_TEXTBLOCK:_
Tierwesen und Mischwesen

Tierwesen oder Mischwesen sind ein ungenauer Begriff für ein Lebewesen. Durch gewisse Merkmale der äußeren Gestalt des Wesens ordnet der Betrachter gedanklich gewisse Eigenschaften zu, welche nicht zwingend existent sein müssen, allerdings eine Klassifizierung zulassen.

Werden die betrachteten Eigenschaften dem kognitiven Schema „tierisch“ zugeordnet und übersteigen eine gewissen Schwellenwert, gilt das betrachtete Objekt als tierisch. So kann beispielsweise die Objekt-Eigenschaft „Fell“ dazu führen, dass man dieses Merkmal seinem innerlich angelegten und durch Erfahrung aufgebauten Tierschema entnimmt. Und dadurch ist es möglich ein Fellwesen dem Tier zuzuordnen.

_AUFGABE A:_ Nenne alle verschiedenen Komposita im Text über Tier- und Mischwesen, deren Grundwort „Wesen“ ist.
Text und Zeilen sind voneinander unabhängiges Material.

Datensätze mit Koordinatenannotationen
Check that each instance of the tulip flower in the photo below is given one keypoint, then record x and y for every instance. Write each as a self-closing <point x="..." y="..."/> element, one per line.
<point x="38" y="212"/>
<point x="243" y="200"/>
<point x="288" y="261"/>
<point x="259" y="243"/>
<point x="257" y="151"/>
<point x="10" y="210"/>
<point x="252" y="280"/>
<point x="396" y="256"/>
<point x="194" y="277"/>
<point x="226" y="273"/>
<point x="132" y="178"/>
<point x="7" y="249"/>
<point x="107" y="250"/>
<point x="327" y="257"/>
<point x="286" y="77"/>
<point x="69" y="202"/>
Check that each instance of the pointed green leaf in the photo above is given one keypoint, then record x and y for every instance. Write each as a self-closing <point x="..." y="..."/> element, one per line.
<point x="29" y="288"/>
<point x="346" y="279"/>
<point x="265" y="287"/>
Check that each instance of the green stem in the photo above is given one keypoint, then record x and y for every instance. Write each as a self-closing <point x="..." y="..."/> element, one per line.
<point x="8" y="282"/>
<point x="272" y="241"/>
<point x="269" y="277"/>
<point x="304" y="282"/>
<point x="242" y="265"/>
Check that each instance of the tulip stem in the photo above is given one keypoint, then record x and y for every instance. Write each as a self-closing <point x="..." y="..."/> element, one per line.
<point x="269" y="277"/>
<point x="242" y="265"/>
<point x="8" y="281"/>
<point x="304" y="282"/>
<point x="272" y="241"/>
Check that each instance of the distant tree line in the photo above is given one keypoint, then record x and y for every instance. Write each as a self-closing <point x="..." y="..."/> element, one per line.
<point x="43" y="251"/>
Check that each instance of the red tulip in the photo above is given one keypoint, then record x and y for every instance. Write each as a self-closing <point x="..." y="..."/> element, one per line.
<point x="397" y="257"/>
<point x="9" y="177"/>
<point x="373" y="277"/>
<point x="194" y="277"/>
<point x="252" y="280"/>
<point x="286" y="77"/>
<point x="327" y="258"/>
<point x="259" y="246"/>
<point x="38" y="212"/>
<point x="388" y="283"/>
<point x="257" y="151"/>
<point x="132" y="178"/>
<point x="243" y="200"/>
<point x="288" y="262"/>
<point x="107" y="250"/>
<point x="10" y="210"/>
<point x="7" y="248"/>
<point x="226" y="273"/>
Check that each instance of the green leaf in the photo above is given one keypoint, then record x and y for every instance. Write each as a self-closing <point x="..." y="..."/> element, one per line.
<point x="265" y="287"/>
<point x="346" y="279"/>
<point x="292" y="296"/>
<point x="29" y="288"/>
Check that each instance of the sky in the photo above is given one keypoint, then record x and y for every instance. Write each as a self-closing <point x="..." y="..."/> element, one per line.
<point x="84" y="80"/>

_AUFGABE B:_ Aktualisiere die Zeilen der Koordinatenannotationen von der Zeile mit „Check that each instance of the green stem“ bis einschließlich zur letzten Zeile, indem du „keypoint“ überall durch „marker“ ersetzt. Gib nur diese Zeilen aus.

_AUSGABE A:_
Tierwesen
Mischwesen
Lebewesen
Fellwesen

_AUSGABE B:_
Check that each instance of the green stem in the photo above is given one marker, then record x and y for every instance. Write each as a self-closing <point x="..." y="..."/> element, one per line.
<point x="8" y="282"/>
<point x="272" y="241"/>
<point x="269" y="277"/>
<point x="304" y="282"/>
<point x="242" y="265"/>
Check that each instance of the tulip stem in the photo above is given one marker, then record x and y for every instance. Write each as a self-closing <point x="..." y="..."/> element, one per line.
<point x="269" y="277"/>
<point x="242" y="265"/>
<point x="8" y="281"/>
<point x="304" y="282"/>
<point x="272" y="241"/>
Check that each instance of the distant tree line in the photo above is given one marker, then record x and y for every instance. Write each as a self-closing <point x="..." y="..."/> element, one per line.
<point x="43" y="251"/>
Check that each instance of the red tulip in the photo above is given one marker, then record x and y for every instance. Write each as a self-closing <point x="..." y="..."/> element, one per line.
<point x="397" y="257"/>
<point x="9" y="177"/>
<point x="373" y="277"/>
<point x="194" y="277"/>
<point x="252" y="280"/>
<point x="286" y="77"/>
<point x="327" y="258"/>
<point x="259" y="246"/>
<point x="38" y="212"/>
<point x="388" y="283"/>
<point x="257" y="151"/>
<point x="132" y="178"/>
<point x="243" y="200"/>
<point x="288" y="262"/>
<point x="107" y="250"/>
<point x="10" y="210"/>
<point x="7" y="248"/>
<point x="226" y="273"/>
Check that each instance of the green leaf in the photo above is given one marker, then record x and y for every instance. Write each as a self-closing <point x="..." y="..."/> element, one per line.
<point x="265" y="287"/>
<point x="346" y="279"/>
<point x="292" y="296"/>
<point x="29" y="288"/>
Check that each instance of the sky in the photo above is given one marker, then record x and y for every instance. Write each as a self-closing <point x="..." y="..."/> element, one per line.
<point x="84" y="80"/>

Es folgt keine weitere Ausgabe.